» **GIVEN PROBLEM**: Pull from the listing below each line that contains the word "house", and copy those lines in their original order.

» **MATERIAL FOR THIS EXERCISE**:

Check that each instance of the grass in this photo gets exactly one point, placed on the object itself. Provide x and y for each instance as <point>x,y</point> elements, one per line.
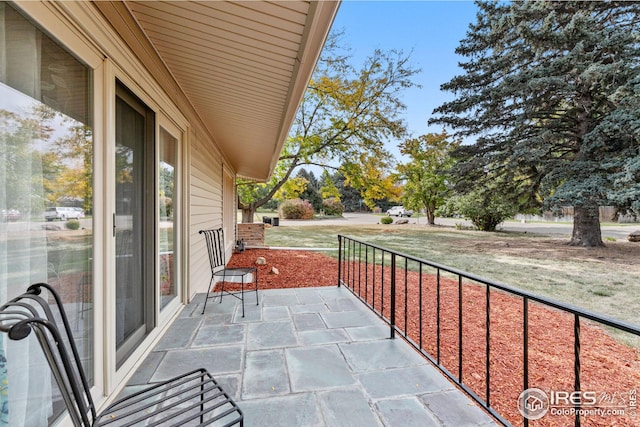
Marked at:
<point>601,280</point>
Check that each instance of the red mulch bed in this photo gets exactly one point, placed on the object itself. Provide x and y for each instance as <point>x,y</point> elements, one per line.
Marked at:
<point>609,368</point>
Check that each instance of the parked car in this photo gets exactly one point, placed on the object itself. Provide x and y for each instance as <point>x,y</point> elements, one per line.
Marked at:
<point>399,211</point>
<point>61,213</point>
<point>10,215</point>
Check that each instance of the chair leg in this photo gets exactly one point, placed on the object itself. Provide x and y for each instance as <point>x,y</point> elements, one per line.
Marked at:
<point>224,276</point>
<point>256,283</point>
<point>242,295</point>
<point>206,297</point>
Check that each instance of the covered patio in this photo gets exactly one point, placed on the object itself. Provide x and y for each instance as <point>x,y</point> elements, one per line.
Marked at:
<point>309,357</point>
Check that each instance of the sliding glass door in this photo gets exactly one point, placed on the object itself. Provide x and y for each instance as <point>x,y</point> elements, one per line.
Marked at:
<point>134,222</point>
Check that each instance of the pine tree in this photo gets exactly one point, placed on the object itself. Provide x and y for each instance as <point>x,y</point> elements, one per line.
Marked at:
<point>551,91</point>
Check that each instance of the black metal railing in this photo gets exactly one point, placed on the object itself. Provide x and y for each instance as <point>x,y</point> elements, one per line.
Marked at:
<point>439,311</point>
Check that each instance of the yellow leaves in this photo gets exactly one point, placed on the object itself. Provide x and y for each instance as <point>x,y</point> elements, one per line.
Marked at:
<point>292,188</point>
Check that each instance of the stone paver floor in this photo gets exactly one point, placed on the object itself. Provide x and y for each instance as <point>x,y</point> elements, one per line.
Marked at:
<point>309,357</point>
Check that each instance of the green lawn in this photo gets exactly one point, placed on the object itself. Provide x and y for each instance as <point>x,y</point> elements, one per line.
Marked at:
<point>603,280</point>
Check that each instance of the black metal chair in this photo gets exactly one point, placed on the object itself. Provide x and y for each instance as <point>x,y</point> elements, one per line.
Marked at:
<point>217,260</point>
<point>193,398</point>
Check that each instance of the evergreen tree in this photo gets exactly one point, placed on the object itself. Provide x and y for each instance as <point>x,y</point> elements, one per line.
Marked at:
<point>551,91</point>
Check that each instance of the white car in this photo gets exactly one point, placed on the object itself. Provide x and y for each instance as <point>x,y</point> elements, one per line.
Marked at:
<point>61,213</point>
<point>399,211</point>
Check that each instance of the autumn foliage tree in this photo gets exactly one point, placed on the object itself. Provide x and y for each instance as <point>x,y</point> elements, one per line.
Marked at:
<point>551,91</point>
<point>345,117</point>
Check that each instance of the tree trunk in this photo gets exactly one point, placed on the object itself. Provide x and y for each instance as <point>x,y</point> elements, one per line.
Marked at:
<point>431,216</point>
<point>586,227</point>
<point>248,212</point>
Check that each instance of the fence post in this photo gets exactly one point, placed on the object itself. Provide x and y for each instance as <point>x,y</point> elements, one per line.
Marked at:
<point>393,295</point>
<point>339,259</point>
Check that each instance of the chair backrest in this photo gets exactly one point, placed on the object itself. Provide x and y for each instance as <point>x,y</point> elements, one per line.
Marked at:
<point>215,247</point>
<point>31,311</point>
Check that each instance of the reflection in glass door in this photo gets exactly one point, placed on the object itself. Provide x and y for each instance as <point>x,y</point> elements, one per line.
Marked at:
<point>134,222</point>
<point>167,202</point>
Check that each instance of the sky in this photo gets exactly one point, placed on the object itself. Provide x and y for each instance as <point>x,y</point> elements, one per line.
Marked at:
<point>429,30</point>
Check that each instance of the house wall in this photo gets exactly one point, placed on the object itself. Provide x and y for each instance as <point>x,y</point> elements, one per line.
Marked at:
<point>108,40</point>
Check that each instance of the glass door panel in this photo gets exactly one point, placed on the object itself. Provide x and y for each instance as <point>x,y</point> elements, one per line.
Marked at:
<point>133,223</point>
<point>167,197</point>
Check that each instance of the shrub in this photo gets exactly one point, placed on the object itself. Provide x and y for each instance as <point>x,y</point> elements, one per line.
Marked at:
<point>296,209</point>
<point>485,209</point>
<point>73,224</point>
<point>332,207</point>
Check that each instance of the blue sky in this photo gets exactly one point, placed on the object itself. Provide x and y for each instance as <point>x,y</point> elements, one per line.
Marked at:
<point>431,30</point>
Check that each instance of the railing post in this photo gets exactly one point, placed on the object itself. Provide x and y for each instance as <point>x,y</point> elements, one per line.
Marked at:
<point>393,295</point>
<point>576,362</point>
<point>339,259</point>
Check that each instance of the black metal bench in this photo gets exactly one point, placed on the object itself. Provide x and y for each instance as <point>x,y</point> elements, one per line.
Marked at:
<point>193,398</point>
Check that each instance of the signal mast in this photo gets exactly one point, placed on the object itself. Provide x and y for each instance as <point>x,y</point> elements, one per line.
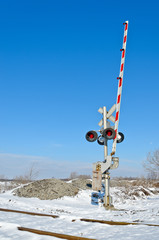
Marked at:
<point>107,132</point>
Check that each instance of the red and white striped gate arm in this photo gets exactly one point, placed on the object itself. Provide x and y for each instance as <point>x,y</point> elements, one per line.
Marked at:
<point>120,86</point>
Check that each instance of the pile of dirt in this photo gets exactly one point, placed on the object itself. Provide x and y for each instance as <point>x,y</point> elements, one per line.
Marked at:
<point>49,189</point>
<point>82,183</point>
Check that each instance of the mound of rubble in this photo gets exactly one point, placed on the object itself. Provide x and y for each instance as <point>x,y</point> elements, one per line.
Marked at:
<point>48,189</point>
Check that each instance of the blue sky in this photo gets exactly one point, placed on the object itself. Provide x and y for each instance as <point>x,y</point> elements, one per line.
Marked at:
<point>59,63</point>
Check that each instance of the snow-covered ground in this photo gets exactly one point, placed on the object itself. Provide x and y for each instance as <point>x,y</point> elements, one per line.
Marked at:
<point>143,210</point>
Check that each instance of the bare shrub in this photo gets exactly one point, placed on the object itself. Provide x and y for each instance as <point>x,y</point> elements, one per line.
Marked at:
<point>151,164</point>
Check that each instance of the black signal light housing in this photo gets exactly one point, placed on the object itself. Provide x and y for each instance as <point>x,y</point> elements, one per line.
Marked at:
<point>91,136</point>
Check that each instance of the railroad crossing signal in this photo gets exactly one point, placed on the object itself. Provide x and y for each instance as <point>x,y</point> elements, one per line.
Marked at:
<point>108,132</point>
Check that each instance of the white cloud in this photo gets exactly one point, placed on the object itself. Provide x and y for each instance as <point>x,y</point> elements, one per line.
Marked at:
<point>12,165</point>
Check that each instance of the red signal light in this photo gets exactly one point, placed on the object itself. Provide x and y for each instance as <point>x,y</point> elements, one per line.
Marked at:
<point>108,133</point>
<point>120,137</point>
<point>91,136</point>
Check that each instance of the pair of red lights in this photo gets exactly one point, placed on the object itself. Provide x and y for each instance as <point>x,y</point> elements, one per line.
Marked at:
<point>107,134</point>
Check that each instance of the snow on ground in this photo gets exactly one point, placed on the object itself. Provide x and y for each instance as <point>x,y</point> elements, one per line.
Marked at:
<point>145,210</point>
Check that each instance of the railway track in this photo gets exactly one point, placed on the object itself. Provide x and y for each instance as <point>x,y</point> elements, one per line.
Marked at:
<point>65,236</point>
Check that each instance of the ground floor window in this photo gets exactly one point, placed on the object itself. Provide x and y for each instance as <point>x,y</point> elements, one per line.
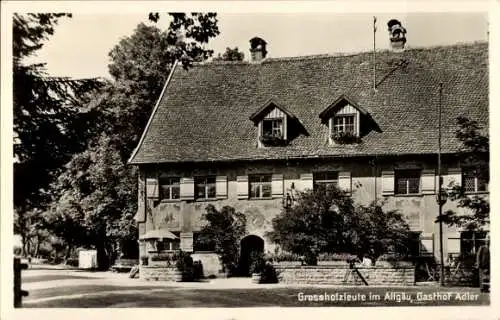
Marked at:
<point>470,241</point>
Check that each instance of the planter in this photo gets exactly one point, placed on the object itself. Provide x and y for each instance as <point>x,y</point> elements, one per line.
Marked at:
<point>256,277</point>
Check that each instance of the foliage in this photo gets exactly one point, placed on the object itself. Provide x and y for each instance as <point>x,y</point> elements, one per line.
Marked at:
<point>345,138</point>
<point>97,188</point>
<point>230,55</point>
<point>51,121</point>
<point>224,228</point>
<point>475,151</point>
<point>326,220</point>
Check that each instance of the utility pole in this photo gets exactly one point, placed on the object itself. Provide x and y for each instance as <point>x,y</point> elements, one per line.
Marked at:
<point>374,53</point>
<point>441,199</point>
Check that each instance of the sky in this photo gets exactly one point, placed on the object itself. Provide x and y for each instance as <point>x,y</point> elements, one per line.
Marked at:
<point>79,48</point>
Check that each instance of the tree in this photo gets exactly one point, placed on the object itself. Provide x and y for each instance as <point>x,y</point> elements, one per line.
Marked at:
<point>49,115</point>
<point>224,229</point>
<point>474,152</point>
<point>231,55</point>
<point>98,180</point>
<point>326,220</point>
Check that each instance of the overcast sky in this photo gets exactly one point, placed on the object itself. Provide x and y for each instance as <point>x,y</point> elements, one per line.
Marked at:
<point>79,48</point>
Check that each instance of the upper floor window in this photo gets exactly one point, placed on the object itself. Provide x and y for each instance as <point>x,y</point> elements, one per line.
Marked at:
<point>272,128</point>
<point>407,181</point>
<point>326,179</point>
<point>472,181</point>
<point>204,187</point>
<point>344,123</point>
<point>170,188</point>
<point>260,186</point>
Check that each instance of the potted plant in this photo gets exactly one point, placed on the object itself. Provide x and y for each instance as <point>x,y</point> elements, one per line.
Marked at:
<point>257,266</point>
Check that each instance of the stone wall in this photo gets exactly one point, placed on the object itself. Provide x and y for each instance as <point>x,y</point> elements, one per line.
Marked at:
<point>336,275</point>
<point>158,273</point>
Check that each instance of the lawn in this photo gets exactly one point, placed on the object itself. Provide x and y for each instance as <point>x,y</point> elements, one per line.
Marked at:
<point>268,297</point>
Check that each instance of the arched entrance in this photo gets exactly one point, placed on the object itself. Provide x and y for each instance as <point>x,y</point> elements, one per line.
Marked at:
<point>248,246</point>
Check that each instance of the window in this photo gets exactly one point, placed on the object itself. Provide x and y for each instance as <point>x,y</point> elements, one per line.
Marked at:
<point>407,181</point>
<point>470,241</point>
<point>272,128</point>
<point>344,123</point>
<point>170,188</point>
<point>472,181</point>
<point>204,187</point>
<point>260,186</point>
<point>202,243</point>
<point>326,179</point>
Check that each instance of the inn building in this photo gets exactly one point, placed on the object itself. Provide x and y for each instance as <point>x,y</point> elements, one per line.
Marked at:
<point>251,134</point>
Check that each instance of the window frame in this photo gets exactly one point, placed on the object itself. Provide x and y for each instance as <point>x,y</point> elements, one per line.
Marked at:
<point>398,174</point>
<point>344,125</point>
<point>273,121</point>
<point>252,182</point>
<point>170,186</point>
<point>206,186</point>
<point>471,172</point>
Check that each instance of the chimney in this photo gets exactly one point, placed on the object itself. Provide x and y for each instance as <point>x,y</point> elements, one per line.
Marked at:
<point>397,35</point>
<point>257,49</point>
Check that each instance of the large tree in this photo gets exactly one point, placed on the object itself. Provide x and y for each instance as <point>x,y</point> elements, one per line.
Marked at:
<point>98,183</point>
<point>474,152</point>
<point>51,120</point>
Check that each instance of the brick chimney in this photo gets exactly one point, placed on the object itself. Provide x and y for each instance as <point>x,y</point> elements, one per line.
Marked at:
<point>258,49</point>
<point>397,35</point>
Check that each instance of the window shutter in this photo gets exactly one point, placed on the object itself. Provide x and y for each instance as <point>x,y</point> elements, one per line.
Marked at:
<point>187,188</point>
<point>221,186</point>
<point>152,188</point>
<point>388,182</point>
<point>277,185</point>
<point>454,175</point>
<point>187,241</point>
<point>345,181</point>
<point>427,244</point>
<point>306,181</point>
<point>453,243</point>
<point>428,181</point>
<point>242,187</point>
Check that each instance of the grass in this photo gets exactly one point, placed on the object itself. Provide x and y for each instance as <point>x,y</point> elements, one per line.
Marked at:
<point>269,297</point>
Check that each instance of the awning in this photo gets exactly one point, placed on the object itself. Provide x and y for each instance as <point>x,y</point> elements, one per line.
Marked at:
<point>158,234</point>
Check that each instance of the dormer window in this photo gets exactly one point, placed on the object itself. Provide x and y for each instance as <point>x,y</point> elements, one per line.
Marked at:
<point>272,121</point>
<point>343,118</point>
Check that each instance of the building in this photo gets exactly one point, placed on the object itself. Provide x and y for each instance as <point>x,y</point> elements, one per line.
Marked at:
<point>247,134</point>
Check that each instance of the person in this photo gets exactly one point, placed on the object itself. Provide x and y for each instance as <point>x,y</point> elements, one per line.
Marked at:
<point>483,264</point>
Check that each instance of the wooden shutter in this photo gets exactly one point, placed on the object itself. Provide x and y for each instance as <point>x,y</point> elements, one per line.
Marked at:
<point>388,182</point>
<point>427,244</point>
<point>454,175</point>
<point>221,187</point>
<point>428,181</point>
<point>306,182</point>
<point>345,181</point>
<point>277,185</point>
<point>187,241</point>
<point>152,188</point>
<point>242,187</point>
<point>187,188</point>
<point>453,242</point>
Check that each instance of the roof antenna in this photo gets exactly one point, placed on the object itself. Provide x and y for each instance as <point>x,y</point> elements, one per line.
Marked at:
<point>374,53</point>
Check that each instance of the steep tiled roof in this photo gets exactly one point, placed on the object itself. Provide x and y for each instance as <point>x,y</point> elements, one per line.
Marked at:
<point>204,112</point>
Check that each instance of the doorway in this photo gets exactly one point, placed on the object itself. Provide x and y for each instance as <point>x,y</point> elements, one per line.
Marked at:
<point>248,246</point>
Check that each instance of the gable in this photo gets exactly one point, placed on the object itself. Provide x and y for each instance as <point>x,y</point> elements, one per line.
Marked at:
<point>204,113</point>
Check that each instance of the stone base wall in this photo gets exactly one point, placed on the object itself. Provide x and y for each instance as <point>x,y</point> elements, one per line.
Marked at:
<point>158,273</point>
<point>211,263</point>
<point>336,275</point>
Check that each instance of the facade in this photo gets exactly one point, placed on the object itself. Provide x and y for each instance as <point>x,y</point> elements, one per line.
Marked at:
<point>252,134</point>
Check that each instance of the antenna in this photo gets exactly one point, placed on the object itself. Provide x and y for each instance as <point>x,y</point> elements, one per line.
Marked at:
<point>374,53</point>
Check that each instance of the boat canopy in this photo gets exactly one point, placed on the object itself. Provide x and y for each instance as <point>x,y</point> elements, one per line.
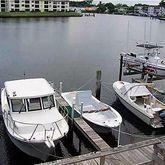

» **TASK SOLUTION**:
Check that each instance of the house wall in this photo gets exactly one point, placed on the object itself. Provide x and y for each instance as <point>x,y</point> elements, one per line.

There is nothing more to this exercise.